▶ Exercise aim: Please rewrite all the rows below in full, requests included, adding 101 to both numbers in each answer coordinate pair. The sample coordinates inside the requests stay as they are.

▶ Data provided:
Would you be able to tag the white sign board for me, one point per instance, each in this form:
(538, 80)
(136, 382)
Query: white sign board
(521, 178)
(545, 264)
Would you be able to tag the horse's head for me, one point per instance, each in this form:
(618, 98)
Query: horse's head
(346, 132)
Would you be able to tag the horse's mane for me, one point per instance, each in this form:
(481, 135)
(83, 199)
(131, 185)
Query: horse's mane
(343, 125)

▶ Finished task:
Would you be able to tag the white sign board for me, one point per instance, each in this form:
(538, 80)
(136, 382)
Query: white sign board
(622, 279)
(646, 365)
Would you be able to tag the horse's head for me, one point per instance, each in this form:
(618, 98)
Query: horse's head
(447, 233)
Would you be able to tag the horse's mane for me, one point per instance, each in this form:
(481, 135)
(83, 199)
(131, 185)
Query: horse's mane
(444, 226)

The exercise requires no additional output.